What you will do:
Answer these questions using the post below about a baby who refuses the bottle:
(a) Who is staying to look after Gaby while her parents attend the Christmas dinner?
(b) Who said to stop the formula supplementation?
(c) What name is given to the effort to get Gaby to take a bottle again?

=== Passage for review ===

My advice to all breastfeeding Moms: Don't let Baby survive completely on the breast. Alternate between bottle and breast so that you won't have this problem we are now faced with...
Moms-to-be have heard horror stories of how hospitals give the bottle to newborns, only to have them reject Mom's breast later on because it is much easier sucking the milk out of a bottle than from a breast. And much has been written about nipple confusion where baby doesn't know how to suckle at the breast because bottle suckling requires a different technique. But alas, I was not warned about the reverse -- breast affinity leading to bottle rejection.
Lionel and I have his workplace's Christmas dinner to attend this coming Friday. We have no intention to bring Gaby, just as we believe they have no intention to have a bawling infant at the nice restaurant. My Mum and Sis are here to take care of Gaby in her parents' absence. They can feed her expressed milk or formula in my absence. The plan sounded simple enough when we signed up for the dinner before Gaby was born.
But Gaby, as we have recently found out, absolutely refuses to take the bottle now that she has grown so accustomed to fresh milk from the warm pliable tenderness of Mummy's nehs.
Gaby had earlier been on the pacifier and bottle from the time she was in neonatal care shortly after birth, and even when we brought her home in her second week of life. However, so well was she putting on weight that the visiting midwife told us to do away with formula supplementation. And at the same time, I was getting more confident of my milk supply and proficient in breastfeeding, so Gaby stopped taking the bottle.
Since then, Gaby has had a good month without the bottle or the pacifier.
It was till we started making day trips and thought handling a bottle with expressed milk might be easier than breastfeeding in public when we returned Gaby to her bottle. It was then we found out that Gaby would retaliate with all her might, and volume, against any introduction of an imitation teat into her mouth.
With all our manufacturing wonders today, why couldn't they shape bottle teats they way nature moulded breasts, thought I. The answer came pretty immediately after the question arose. Such teats won't just be bought by parents of newborns for their newborns. They'd be a regular item in www.xxx.com kind of websites and dodgy shops I am sure. Come to think of it, I may just be able to find a pair of fake breasts at one of those kinky outlets.
Anyway, how how? I lamented. How can I go for my Christmas dinner when my baby insists that I have to be present at all her 2-3 hourly feeds? How how will she survive when the time comes for her to wean off my tired nehs? How would she survive if I am suddenly taken away from her? Aiyo Gaby, you'd have to go on the drip.
These concerns kicked off Mission Bottle Basics to get Gaby to reacquire the survival skills of a baby in these modern times.

=== Listed records ===

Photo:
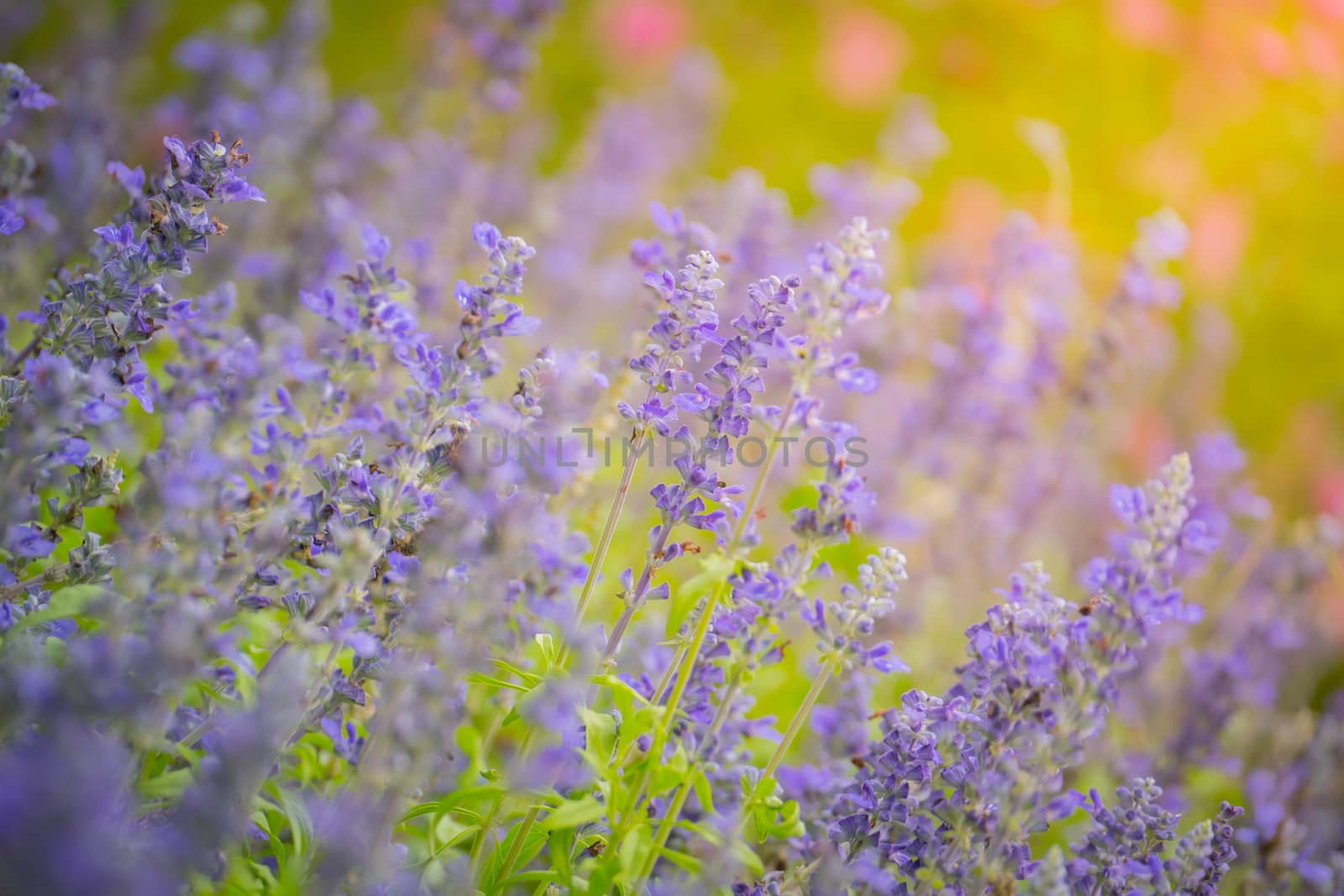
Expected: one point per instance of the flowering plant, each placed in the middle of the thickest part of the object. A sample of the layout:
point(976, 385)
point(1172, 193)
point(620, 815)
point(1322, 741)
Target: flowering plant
point(333, 577)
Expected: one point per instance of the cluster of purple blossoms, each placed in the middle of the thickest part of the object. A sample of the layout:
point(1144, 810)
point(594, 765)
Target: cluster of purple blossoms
point(17, 164)
point(275, 618)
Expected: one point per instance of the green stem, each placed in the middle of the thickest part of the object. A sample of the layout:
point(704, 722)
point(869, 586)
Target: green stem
point(674, 813)
point(800, 718)
point(613, 516)
point(604, 544)
point(702, 627)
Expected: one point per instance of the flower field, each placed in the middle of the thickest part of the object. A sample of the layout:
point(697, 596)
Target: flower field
point(454, 449)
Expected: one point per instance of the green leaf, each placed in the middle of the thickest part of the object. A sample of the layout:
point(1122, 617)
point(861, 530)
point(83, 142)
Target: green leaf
point(481, 679)
point(749, 859)
point(528, 678)
point(64, 605)
point(575, 813)
point(531, 846)
point(561, 846)
point(703, 792)
point(170, 785)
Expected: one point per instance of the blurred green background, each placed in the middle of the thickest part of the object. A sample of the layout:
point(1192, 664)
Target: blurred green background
point(1229, 110)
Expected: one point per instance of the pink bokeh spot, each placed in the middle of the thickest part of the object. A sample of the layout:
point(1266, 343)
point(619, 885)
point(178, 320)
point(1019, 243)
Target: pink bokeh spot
point(1148, 23)
point(645, 29)
point(1220, 234)
point(862, 54)
point(1149, 439)
point(1330, 493)
point(1273, 53)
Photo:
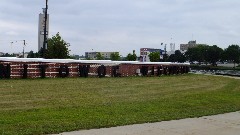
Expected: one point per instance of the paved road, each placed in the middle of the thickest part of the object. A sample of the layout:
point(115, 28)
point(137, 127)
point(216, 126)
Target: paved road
point(223, 124)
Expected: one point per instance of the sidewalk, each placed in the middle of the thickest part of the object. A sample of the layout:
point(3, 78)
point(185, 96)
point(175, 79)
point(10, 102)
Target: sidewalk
point(223, 124)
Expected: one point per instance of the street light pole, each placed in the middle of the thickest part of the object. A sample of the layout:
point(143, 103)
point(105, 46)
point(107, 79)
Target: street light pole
point(45, 30)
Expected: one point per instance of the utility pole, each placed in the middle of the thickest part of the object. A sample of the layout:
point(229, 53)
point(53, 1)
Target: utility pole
point(45, 30)
point(24, 44)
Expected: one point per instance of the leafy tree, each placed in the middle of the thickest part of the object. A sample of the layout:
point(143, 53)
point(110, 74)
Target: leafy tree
point(115, 56)
point(31, 54)
point(131, 57)
point(154, 56)
point(177, 57)
point(233, 54)
point(197, 53)
point(99, 56)
point(57, 48)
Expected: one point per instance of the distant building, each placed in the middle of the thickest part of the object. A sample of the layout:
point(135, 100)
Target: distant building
point(191, 44)
point(1, 53)
point(41, 25)
point(144, 52)
point(92, 55)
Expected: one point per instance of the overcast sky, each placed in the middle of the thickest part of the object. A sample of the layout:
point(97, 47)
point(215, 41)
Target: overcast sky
point(121, 25)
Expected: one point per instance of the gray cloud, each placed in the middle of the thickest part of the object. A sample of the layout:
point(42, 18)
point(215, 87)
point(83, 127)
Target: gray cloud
point(107, 25)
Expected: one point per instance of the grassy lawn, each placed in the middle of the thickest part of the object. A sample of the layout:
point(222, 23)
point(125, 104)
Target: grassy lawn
point(44, 106)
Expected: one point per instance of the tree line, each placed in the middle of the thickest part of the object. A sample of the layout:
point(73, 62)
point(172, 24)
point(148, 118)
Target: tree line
point(59, 49)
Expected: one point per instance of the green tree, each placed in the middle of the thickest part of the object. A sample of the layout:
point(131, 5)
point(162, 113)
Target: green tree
point(154, 56)
point(131, 57)
point(233, 54)
point(99, 56)
point(57, 48)
point(177, 57)
point(197, 53)
point(115, 56)
point(31, 55)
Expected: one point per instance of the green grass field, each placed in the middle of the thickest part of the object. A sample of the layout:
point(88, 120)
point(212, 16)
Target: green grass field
point(45, 106)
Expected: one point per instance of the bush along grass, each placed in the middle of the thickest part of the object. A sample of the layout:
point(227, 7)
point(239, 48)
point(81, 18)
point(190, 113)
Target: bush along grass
point(58, 105)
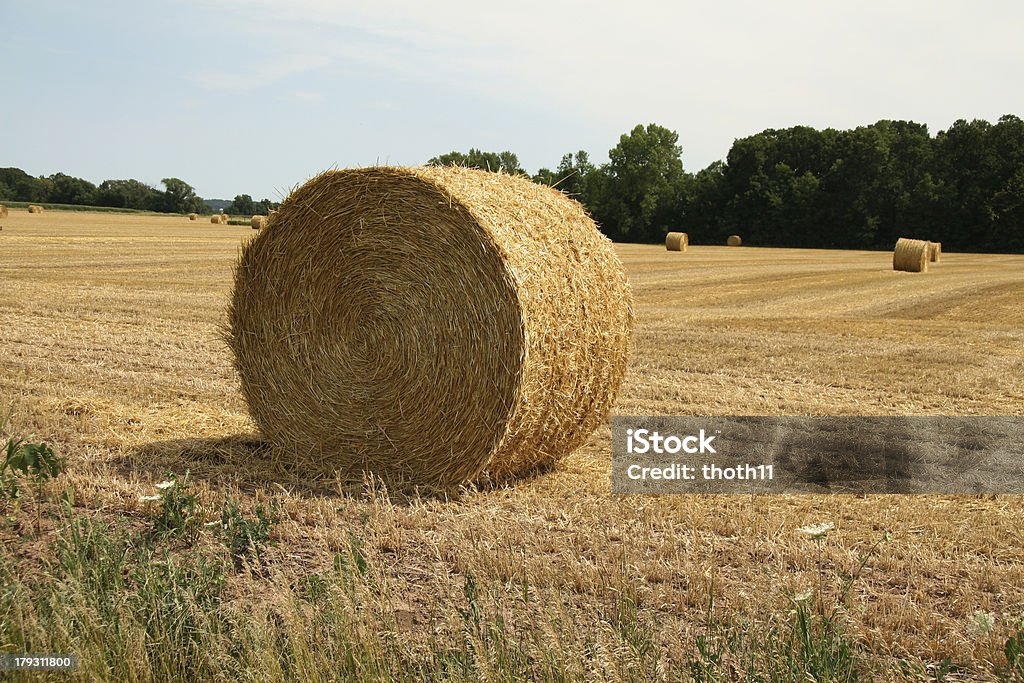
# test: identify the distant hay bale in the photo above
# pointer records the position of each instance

===

Result of this task:
(a) The writer's Mum and Sis.
(b) The visiting midwife.
(c) Mission Bottle Basics.